>> Start Provided entries

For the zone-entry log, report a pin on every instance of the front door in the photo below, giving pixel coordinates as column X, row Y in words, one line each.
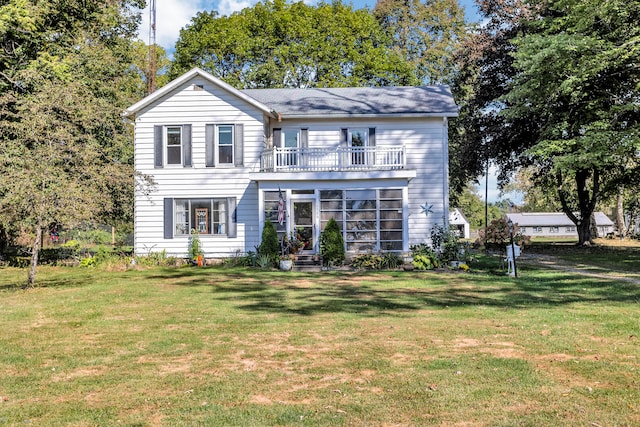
column 303, row 223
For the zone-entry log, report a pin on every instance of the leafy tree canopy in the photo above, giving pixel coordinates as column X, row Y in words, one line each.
column 65, row 151
column 426, row 34
column 554, row 86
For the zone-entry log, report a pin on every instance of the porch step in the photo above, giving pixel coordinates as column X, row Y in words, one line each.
column 307, row 263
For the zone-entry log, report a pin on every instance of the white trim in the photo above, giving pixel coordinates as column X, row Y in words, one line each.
column 195, row 72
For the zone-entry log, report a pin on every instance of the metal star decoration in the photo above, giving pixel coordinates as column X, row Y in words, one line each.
column 426, row 208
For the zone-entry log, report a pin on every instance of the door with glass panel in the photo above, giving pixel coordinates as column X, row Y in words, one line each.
column 303, row 223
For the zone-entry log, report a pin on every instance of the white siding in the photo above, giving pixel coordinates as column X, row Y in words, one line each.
column 423, row 139
column 198, row 108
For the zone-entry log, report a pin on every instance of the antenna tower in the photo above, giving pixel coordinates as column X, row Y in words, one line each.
column 151, row 82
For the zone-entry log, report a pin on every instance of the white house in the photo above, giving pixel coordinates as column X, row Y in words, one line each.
column 225, row 160
column 552, row 224
column 458, row 222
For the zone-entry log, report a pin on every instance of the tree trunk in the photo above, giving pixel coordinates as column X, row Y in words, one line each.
column 34, row 257
column 622, row 229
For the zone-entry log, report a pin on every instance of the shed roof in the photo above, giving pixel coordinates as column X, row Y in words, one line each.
column 552, row 219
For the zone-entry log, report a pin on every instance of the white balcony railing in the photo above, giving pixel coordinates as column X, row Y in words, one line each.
column 340, row 159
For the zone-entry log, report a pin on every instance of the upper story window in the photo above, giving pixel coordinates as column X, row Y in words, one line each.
column 357, row 140
column 172, row 145
column 290, row 139
column 208, row 216
column 224, row 144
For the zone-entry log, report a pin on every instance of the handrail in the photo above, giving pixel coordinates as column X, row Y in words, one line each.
column 309, row 159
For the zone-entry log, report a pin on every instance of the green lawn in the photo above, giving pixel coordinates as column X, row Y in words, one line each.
column 242, row 347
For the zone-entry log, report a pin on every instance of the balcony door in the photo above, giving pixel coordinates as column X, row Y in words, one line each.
column 304, row 223
column 358, row 142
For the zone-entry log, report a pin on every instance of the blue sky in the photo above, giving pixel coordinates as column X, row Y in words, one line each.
column 172, row 15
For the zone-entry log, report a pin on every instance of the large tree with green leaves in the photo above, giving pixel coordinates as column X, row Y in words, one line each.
column 65, row 151
column 556, row 88
column 280, row 44
column 425, row 33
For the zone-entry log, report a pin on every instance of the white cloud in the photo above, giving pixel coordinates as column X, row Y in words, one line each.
column 171, row 16
column 227, row 7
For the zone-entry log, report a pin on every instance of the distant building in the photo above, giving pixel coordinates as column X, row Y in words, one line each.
column 552, row 224
column 458, row 222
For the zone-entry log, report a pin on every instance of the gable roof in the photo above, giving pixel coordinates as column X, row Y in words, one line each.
column 552, row 219
column 400, row 101
column 193, row 73
column 428, row 101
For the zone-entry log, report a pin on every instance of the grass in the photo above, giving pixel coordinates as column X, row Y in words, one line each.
column 239, row 347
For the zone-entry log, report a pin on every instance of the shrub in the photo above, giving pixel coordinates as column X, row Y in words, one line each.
column 269, row 245
column 445, row 243
column 391, row 261
column 366, row 262
column 332, row 244
column 264, row 261
column 426, row 257
column 423, row 262
column 195, row 245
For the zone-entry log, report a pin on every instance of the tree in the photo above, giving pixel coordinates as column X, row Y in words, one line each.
column 565, row 97
column 426, row 34
column 579, row 76
column 279, row 44
column 65, row 151
column 140, row 64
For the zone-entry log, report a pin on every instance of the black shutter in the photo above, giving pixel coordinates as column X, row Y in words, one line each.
column 209, row 145
column 186, row 145
column 168, row 218
column 238, row 144
column 157, row 146
column 232, row 218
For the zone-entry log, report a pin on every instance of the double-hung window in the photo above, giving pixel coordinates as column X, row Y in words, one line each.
column 208, row 216
column 224, row 145
column 224, row 135
column 291, row 141
column 358, row 141
column 172, row 145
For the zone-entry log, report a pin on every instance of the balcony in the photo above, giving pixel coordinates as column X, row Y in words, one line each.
column 340, row 159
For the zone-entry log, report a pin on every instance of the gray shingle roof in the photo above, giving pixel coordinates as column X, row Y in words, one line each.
column 374, row 101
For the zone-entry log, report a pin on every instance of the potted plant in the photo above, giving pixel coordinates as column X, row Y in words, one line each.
column 196, row 253
column 286, row 262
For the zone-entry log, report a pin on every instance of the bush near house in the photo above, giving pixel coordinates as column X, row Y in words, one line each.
column 332, row 244
column 269, row 245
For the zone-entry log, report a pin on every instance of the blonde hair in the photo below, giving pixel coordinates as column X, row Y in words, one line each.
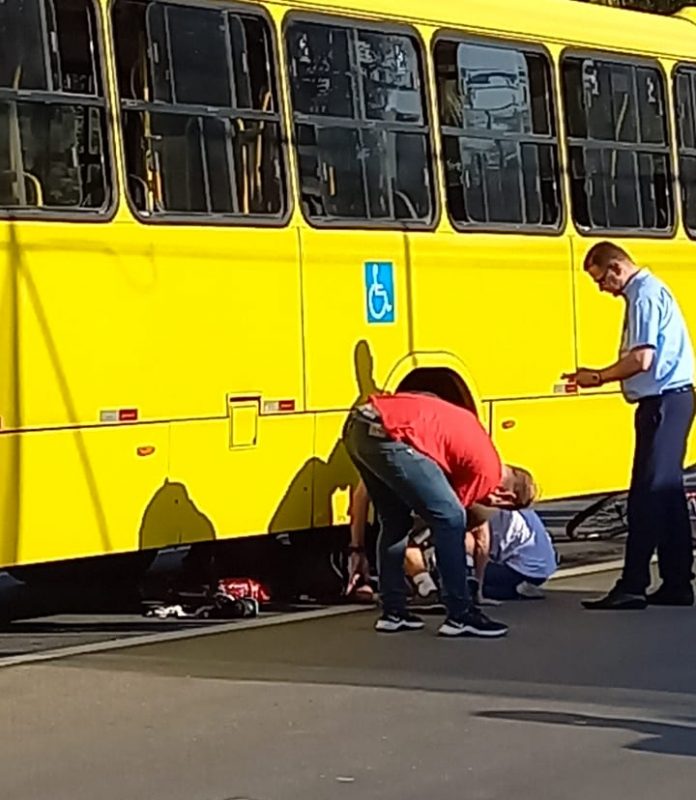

>> End Provided entries

• Set exercise:
Rewrite all of the records above as a numbered list, one line per item, with blank lines dropped. Omit the pictures.

• The response:
1. For the zone-entry log, report a pin on every instance of the front door in the photo below, giving pixel coordinates as column X, row Y in words, one line each.
2. column 303, row 223
3. For the zone-entry log, report a pin on every instance of the leafy tree canopy in the photo above, giving pixel coordinates as column X, row Y in words, one line each.
4. column 65, row 151
5. column 426, row 34
6. column 554, row 86
7. For the zone-entry log, report a pin on every instance of the porch step in the photo above, giving pixel coordinates as column X, row Y in words, one line each.
8. column 307, row 263
9. For the zone-entry log, report a pin on every instance of the white trim in the photo above, giving pixel coordinates as column X, row Y in words, one line each.
10. column 195, row 72
11. For the zone-entry log, report a pin on every instance of the metal star decoration in the photo above, giving pixel coordinates as column X, row Y in words, one line each.
12. column 426, row 208
13. For the zone-entry log, report a pin on every instance of the door with glass panel in the photo above, giving pixel coordinates as column X, row Y in words, one line each.
14. column 303, row 223
15. For the zone-entry log, report a pin on every instance of the white siding in the photo above, giving pixel coordinates as column X, row Y in words, one line each.
16. column 423, row 139
17. column 198, row 108
18. For the zone-entry log, report a pin on every instance of the antenna tower in the photo above, giving pixel coordinates as column X, row Y in words, one line each.
19. column 151, row 82
20. For the zone-entry log, report a pin on every instance of the white house in the photo above, giving pixel coordinates as column X, row Y in words, one line each.
21. column 225, row 160
22. column 552, row 224
23. column 458, row 222
24. For the zone-entry log, report a pin on every instance of the tree trunk in the photo above, giving pixel coordinates as column X, row Y in words, one line each.
25. column 34, row 257
26. column 622, row 229
27. For the zone-entry log, report a pin on every instance of the shed roof in the photo above, giving pixel coordinates as column X, row Y in words, one line each.
28. column 552, row 219
29. For the zone-entry log, report a pin on every instance of the white balcony railing in the photo above, giving pixel coordinates as column X, row Y in words, one line each.
30. column 340, row 159
31. For the zone-entry log, report a pin on every instance of the upper story window in the photo above, giving pixel coordinates as column X, row Y in words, one line each.
32. column 357, row 140
33. column 172, row 145
34. column 290, row 139
35. column 208, row 216
36. column 224, row 144
37. For the zone-entry log, report a pin on every instance of the handrail in the photo above, giving pixel coordinates as column X, row Y in words, one line each.
38. column 309, row 159
39. For the zone-entry log, report a pin on every instance of the green lawn in the photo above, giving pixel coordinates as column X, row Y in words, one line each.
40. column 242, row 347
41. For the zone-entry log, report a pin on every instance of the balcony door in the photo above, giving pixel coordinates as column X, row Y in words, one line each.
42. column 304, row 223
43. column 358, row 142
44. For the zone-entry log, report a pin on every instance of the blue sky in the photo above, giving pixel coordinates as column X, row Y in words, one line each.
45. column 172, row 15
46. For the zone-entry log, report a pin on every instance of the large tree with green leaves in the photo above, giving pixel coordinates as column X, row Y in words, one line each.
47. column 65, row 151
48. column 556, row 88
49. column 280, row 44
50. column 425, row 33
51. For the zone-entry log, report a pin on every instance of the white cloud in the photo above, giving pixel coordinates as column X, row Y in words, one line each.
52. column 171, row 16
53. column 227, row 7
54. For the zone-entry log, report a pin on every instance of the distant building in the photo above, giving pixel coordinates as column X, row Y in words, one line each.
55. column 552, row 224
56. column 458, row 222
57. For the zone-entry log, report a pin on every instance of the gable roof in the photo above, giving pixel coordinates as column X, row Y in words, one line each.
58. column 552, row 219
59. column 400, row 101
60. column 193, row 73
61. column 428, row 101
62. For the zone-entry log, report a pin on every instance of the grass in the photo above, giving pixel coordinates as column X, row Y in words, one line each.
63. column 239, row 347
64. For the zone-entry log, report a pin on every instance of the shrub in the photo above, giving pixel coordinates as column X, row Y in words, one line each.
65. column 269, row 245
66. column 445, row 243
67. column 391, row 261
68. column 366, row 262
69. column 332, row 244
70. column 264, row 261
71. column 426, row 257
72. column 423, row 262
73. column 195, row 245
74. For the zone-entry log, report a pin on every instance of the tree in the photo above, giving pixel coordinates as column X, row Y in words, one line each.
75. column 565, row 97
76. column 426, row 34
77. column 579, row 76
78. column 279, row 44
79. column 65, row 151
80. column 140, row 64
81. For the zone-entry log, report a pin on every instance of the black shutter in the photo above, giving pixel coordinates as column X, row Y in words, one line each.
82. column 209, row 145
83. column 186, row 145
84. column 168, row 218
85. column 238, row 144
86. column 157, row 146
87. column 232, row 218
88. For the zone-entry log, report a pin on every instance of the double-hung window in the photo above, giving pixel coordinates as column X, row Y in words, one line each.
89. column 208, row 216
90. column 224, row 145
91. column 224, row 135
92. column 291, row 141
93. column 358, row 141
94. column 172, row 145
95. For the zone-entry log, report a pin on every instance of the balcony in the photo above, giving pixel coordinates as column X, row Y in words, one line each.
96. column 340, row 159
97. For the zone-entry log, report a pin on every instance of the gray shingle roof in the photo above, giving pixel coordinates as column X, row Y in words, one line each.
98. column 374, row 101
99. For the zone-entry log, report a pin on every instance of the potted plant in the photo above, giving pixel coordinates as column X, row Y in words, one line each.
100. column 196, row 253
101. column 286, row 262
102. For the zone-entry log, report a pin on every instance of the bush near house in the photo above, giving pixel coordinates as column X, row Y in words, one line each.
103. column 332, row 244
104. column 269, row 245
105. For the zone-entry log, report a pin on every instance of the blonde hair in the photo below, giving pixel coordinates as column X, row Y in words, one line each.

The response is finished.